- Exercise brief: Could you write out the listing below again, switching "drop a marker" to "place a pin" everywhere it occurs and leaving every other character as it is?
** Start Provided records **
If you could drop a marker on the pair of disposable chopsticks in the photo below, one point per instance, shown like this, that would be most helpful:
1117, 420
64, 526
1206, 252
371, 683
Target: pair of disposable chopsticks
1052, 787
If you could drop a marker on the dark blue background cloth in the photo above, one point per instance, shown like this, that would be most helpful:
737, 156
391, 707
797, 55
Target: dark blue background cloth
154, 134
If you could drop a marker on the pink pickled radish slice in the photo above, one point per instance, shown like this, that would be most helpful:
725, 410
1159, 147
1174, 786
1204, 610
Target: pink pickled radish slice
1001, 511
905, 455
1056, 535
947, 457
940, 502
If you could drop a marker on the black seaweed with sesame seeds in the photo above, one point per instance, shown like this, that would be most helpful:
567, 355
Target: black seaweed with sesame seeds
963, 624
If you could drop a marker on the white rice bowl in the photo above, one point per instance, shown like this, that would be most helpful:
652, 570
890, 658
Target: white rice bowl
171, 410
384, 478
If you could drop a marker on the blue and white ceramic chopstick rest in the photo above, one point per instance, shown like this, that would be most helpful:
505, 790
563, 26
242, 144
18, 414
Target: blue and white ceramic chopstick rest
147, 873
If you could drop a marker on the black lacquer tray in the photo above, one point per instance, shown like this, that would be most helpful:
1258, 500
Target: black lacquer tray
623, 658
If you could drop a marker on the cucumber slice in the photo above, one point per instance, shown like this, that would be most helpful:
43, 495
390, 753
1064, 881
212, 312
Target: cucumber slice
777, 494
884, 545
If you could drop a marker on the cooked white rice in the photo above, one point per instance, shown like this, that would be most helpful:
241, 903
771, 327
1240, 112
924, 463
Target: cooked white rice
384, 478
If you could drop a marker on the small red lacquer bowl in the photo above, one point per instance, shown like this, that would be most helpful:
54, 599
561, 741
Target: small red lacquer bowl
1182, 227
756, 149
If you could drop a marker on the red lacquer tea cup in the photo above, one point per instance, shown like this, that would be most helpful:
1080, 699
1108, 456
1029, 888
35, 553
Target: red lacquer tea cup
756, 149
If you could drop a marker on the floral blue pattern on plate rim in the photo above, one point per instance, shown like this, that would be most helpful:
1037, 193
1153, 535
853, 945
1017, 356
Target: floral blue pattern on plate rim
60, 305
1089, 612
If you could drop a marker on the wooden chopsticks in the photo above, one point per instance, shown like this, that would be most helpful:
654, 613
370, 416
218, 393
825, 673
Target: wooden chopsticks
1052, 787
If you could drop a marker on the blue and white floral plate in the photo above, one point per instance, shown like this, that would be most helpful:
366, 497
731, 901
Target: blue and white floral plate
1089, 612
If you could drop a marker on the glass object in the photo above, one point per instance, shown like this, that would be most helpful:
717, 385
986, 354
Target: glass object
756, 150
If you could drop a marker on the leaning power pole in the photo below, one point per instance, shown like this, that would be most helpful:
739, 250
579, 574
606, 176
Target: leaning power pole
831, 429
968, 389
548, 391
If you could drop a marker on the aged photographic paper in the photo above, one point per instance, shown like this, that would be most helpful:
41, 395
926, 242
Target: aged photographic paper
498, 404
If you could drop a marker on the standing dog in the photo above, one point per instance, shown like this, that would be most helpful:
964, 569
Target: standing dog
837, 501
** End Provided records **
- Output of the exercise:
If you could place a pin on the pair of disposable chopsticks in the photo below, one point per instance, shown like this, that would be most helpful:
1117, 420
64, 526
1206, 252
371, 683
Target: pair of disposable chopsticks
1052, 787
If you could place a pin on the dark blue background cloth in the photo above, one point per instance, shown like this, that would be most helpful:
737, 156
391, 707
797, 55
Target: dark blue background cloth
154, 134
If you could place a pin on the pink pickled radish slice in the photo above, one point per instance, shown like this, that would be most helpful:
725, 410
1159, 147
1174, 786
1204, 610
Target: pink pickled radish slice
1001, 511
905, 455
1056, 535
947, 457
940, 502
If you could place a pin on the black seaweed with sesame seeds in the photo above, one point per instance, shown like this, that would be most helpful:
567, 355
Target: black seaweed with sesame seeds
963, 624
If you could place a pin on the white rice bowl in the photo above, one point per instance, shown like this, that would be most helpful:
652, 570
890, 658
Target: white rice bowl
171, 410
384, 478
If you could place a pin on the blue and white ceramic chopstick rest in the photo above, one point per instance, shown like this, that would be most helpful:
505, 790
563, 26
242, 144
18, 414
Target: blue and white ceramic chopstick rest
147, 873
If you could place a pin on the black lacquer tray in the photo above, one point per instance, shown like this, that would be most helpful:
1258, 500
Target: black lacquer tray
623, 658
If you could place a pin on the cucumber slice in the photo above, one point per instance, shown like this, that would be most helpful:
43, 495
390, 753
1064, 881
212, 312
Target: cucumber slice
777, 494
884, 545
If you could place a pin on the cooked white rice in the photo above, one point per instance, shown like this, that would be most helpful:
241, 903
771, 327
1240, 112
924, 463
Target: cooked white rice
384, 478
If you could place a pin on the small red lacquer bowl in the photo above, one point per instance, shown like this, that would be most helpful:
54, 599
561, 741
Target: small red lacquer bowl
1182, 227
756, 149
If you could place a pin on the red lacquer tea cup in the photo above, one point per instance, shown like this, that would be most helpful:
1080, 699
1108, 456
1029, 888
35, 553
Target: red lacquer tea cup
756, 149
If you could place a pin on the floral blue pattern on plate rim in the photo above, one point per instance, shown like this, that would be most helpful:
1037, 193
1153, 535
853, 945
1017, 356
Target: floral blue pattern on plate rim
60, 305
1089, 612
If you could place a pin on the wooden chopsticks in the photo above, one point per instance, shown like this, that would be most helpful:
654, 613
370, 416
218, 393
825, 673
Target: wooden chopsticks
1052, 787
If you could place a pin on the blue and white floral plate in the photo above, one point per instance, shown like this, that would be most helpful:
366, 497
731, 901
Target: blue and white floral plate
1089, 612
If you could place a pin on the glass object in the photo above, one point per instance, shown like this, that would be most helpful:
717, 385
986, 354
Target: glass object
756, 150
If you could place a pin on the leaning power pole in the photo below, one point per instance, shown like this, that would be most helpful:
739, 250
579, 574
606, 176
Target: leaning power pole
831, 429
968, 389
548, 391
If you could place a pin on the aged photographic paper in the photo above, one point per instance, shown like this, that would be most helpful:
41, 395
926, 242
Target: aged photographic paper
498, 404
If you could place a pin on the standing dog in the photo above, one point per instance, shown like this, that would be most helpful:
964, 569
Target: standing dog
837, 501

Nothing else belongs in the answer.